▸ PROBLEM:
Exactly as given, output all the records that follow.
____
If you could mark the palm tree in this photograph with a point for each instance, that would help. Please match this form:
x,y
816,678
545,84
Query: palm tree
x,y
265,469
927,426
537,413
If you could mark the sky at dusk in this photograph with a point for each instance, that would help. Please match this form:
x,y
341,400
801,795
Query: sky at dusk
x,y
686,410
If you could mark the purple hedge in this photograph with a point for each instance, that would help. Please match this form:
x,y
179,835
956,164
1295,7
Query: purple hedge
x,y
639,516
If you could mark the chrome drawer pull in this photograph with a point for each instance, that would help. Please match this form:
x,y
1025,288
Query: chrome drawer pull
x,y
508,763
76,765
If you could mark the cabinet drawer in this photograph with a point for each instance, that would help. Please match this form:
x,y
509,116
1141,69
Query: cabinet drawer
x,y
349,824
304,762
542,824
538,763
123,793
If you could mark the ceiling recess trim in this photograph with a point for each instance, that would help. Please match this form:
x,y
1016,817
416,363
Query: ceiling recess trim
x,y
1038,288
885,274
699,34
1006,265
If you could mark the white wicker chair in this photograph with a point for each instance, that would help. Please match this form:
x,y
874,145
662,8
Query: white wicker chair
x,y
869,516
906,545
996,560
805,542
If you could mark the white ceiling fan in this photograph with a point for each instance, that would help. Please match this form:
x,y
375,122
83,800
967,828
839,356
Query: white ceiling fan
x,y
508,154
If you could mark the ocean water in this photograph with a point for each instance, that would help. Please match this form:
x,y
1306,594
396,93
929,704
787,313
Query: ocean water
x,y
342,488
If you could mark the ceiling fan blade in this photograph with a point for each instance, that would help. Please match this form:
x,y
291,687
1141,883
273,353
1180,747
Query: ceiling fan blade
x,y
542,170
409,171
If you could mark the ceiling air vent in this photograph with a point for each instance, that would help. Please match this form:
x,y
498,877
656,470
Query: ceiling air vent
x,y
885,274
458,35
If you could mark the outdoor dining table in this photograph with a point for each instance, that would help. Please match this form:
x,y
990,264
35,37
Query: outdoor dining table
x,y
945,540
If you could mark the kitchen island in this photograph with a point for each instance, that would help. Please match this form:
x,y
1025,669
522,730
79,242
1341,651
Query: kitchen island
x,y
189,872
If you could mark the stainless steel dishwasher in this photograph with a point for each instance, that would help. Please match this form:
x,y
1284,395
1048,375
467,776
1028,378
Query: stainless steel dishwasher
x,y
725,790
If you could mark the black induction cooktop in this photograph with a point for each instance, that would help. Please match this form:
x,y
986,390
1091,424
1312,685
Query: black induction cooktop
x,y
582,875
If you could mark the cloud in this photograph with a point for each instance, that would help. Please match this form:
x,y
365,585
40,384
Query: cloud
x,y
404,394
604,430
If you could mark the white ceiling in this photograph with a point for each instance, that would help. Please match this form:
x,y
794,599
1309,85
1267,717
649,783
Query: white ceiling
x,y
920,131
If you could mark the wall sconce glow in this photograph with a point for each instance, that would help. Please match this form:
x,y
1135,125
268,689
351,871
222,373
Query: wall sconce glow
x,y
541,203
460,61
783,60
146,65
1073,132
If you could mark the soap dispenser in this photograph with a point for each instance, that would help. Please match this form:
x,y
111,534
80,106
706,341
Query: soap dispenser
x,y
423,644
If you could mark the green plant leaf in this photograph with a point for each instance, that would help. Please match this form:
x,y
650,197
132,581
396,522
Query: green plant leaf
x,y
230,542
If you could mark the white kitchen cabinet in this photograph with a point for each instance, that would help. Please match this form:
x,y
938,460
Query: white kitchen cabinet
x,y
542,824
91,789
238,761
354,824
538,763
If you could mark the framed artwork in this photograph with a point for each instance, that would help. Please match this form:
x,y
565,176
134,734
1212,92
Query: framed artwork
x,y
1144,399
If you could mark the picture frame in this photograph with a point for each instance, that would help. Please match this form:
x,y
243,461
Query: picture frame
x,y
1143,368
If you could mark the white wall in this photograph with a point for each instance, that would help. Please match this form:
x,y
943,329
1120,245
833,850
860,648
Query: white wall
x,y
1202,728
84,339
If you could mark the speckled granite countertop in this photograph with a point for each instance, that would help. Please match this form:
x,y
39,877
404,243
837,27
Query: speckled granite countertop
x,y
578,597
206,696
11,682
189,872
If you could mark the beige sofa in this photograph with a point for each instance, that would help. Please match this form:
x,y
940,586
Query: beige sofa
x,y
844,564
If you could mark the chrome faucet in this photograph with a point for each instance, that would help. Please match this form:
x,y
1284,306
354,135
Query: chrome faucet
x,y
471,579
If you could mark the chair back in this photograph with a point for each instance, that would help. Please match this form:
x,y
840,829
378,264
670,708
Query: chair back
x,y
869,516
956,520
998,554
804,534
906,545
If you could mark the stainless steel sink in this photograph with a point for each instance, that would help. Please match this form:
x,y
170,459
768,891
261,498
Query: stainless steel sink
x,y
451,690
____
▸ TASK RESULT:
If you could mark the palm tree in this photograph with a point for each instance, that would help. Please match this form:
x,y
816,678
545,84
Query: palm tree
x,y
265,469
927,426
537,413
If you could mark the sky at dusk in this photograph with a point for each instance, that would help. Please match this form:
x,y
341,400
801,795
Query: sky at dusk
x,y
686,410
If you could mark the purple hedge in this photograph with a point for each instance, that would help. Please match this form:
x,y
179,835
956,164
1295,7
Query: purple hedge
x,y
639,516
If you could mark the chrome drawer pull in this photograph with a point for each instance, that would help. Please match this form:
x,y
1025,288
Query: chrome drawer pull
x,y
508,763
76,765
If you could mark the cabinet drawer in this photograph with a point for each instance, that would help. Please match this form:
x,y
509,116
1141,69
Query: cabinet drawer
x,y
349,824
304,762
542,824
538,763
123,793
If you could mark the ceiling recess trim in this photograph with a point for each instance, that would help. Please match this form:
x,y
1016,817
416,363
Query: ceiling recess trim
x,y
1038,288
885,274
699,34
1006,265
If you could mark the white wicker chair in this photograph with a point for each instance, that would help. Please match this form:
x,y
874,145
662,8
Query: white wicker chair
x,y
869,516
906,545
996,560
805,542
If you could mark the white ceiling fan in this photograph with a point for each instance, that would help. Please match this form:
x,y
375,122
83,800
967,828
839,356
Query: white ceiling fan
x,y
508,154
If you could mark the ocean water in this photograph with a point for each instance, that would help. Please match this form:
x,y
1306,594
396,93
929,704
787,313
Query: ocean water
x,y
342,488
If you could mark the ceiling fan blade in this photograph with a point for each instance, that would help. Please match this form:
x,y
291,687
1141,883
273,353
1180,747
Query: ceiling fan blade
x,y
542,170
409,171
If you could mark the ceiling air vent in this photograph with a point for each instance, that would help. Please match this form:
x,y
498,877
656,470
Query: ceiling air vent
x,y
885,274
458,35
If you could mark the outdoor dining table in this photograph with a point for each instance, that would help. Please match this form:
x,y
990,264
35,37
Query: outdoor dining table
x,y
945,540
If you could mark the kitchen island in this photograph with a point for each instance, that would help. Please match this form:
x,y
1025,669
522,730
79,242
1341,651
Query: kitchen island
x,y
189,872
If you could mark the stainless steel dishwasher in this photograph with a point for each instance, that would help. Please match this form:
x,y
1284,395
1048,375
467,776
1028,378
Query: stainless steel dishwasher
x,y
725,790
If you could mark the black induction cooktop in this photograph with a point for each instance, that would help. Please match this form:
x,y
986,390
1091,424
1312,685
Query: black induction cooktop
x,y
582,875
If you could mark the cloud in this photograph with a point for each instance, that would help. Please match this form:
x,y
365,585
40,384
Query: cloud
x,y
404,394
604,430
If you could mark the white ceiling in this photograph with a point for each instance, that would help. Please match this form:
x,y
794,599
1309,85
1267,717
649,783
Query: white ceiling
x,y
920,131
If you could mark the wall sconce glow in this photograph with a point for each instance, that would help. Please match this form:
x,y
1135,125
268,689
351,871
222,373
Query: wall sconce glow
x,y
541,203
460,61
783,60
146,65
1073,132
If you could mark the soap dispenser in this photograph with a point for each instance, that would help. Please match this form:
x,y
111,534
80,106
706,341
Query: soap dispenser
x,y
423,644
If you could mark the green plant leaf in this photograph with a point for each instance, that would help. Please match this form:
x,y
650,197
132,581
396,522
Query: green plant leaf
x,y
230,542
If you could mark the white kitchen cabinet in this photograph with a point for each instance, that would help. Please match this form:
x,y
938,460
Query: white kitchen cabinet
x,y
542,824
91,789
238,761
354,824
538,763
If you could mark the framed artwork in this photograph with a point for each instance, that would help. Please match this form:
x,y
565,176
134,734
1212,92
Query: framed artwork
x,y
1144,399
If you could mark the picture frame in this photograph with a point for each instance, that would help. Please match this form:
x,y
243,461
Query: picture frame
x,y
1143,368
If you could mark the white wall in this photograph with a point for each instance, that would help. Please match this form:
x,y
943,329
1120,245
833,850
860,648
Query: white wall
x,y
1202,728
84,339
If you could mark the speckled granite countertop in this photograph with a point for each instance, that would help. Please match this form:
x,y
39,877
404,243
837,27
Query: speckled granite countertop
x,y
578,597
206,696
11,682
189,872
If you could mark the beige sofa in this photograph with a point for each instance, that would help. Please match this form:
x,y
940,586
Query: beige sofa
x,y
844,564
If you could mark the chrome faucet in this photograph with a point for each instance, that would help. Please match this form:
x,y
1284,306
354,135
Query: chrome faucet
x,y
471,579
If you could mark the chair back in this photograph with a point for each instance, that would help. Please match this form:
x,y
840,829
378,264
670,708
Query: chair back
x,y
869,516
956,520
998,554
804,534
906,545
If you could mark the stainless steel sink in this photograph with a point for each instance, that would help. Please match this form:
x,y
170,459
768,891
261,498
Query: stainless steel sink
x,y
451,690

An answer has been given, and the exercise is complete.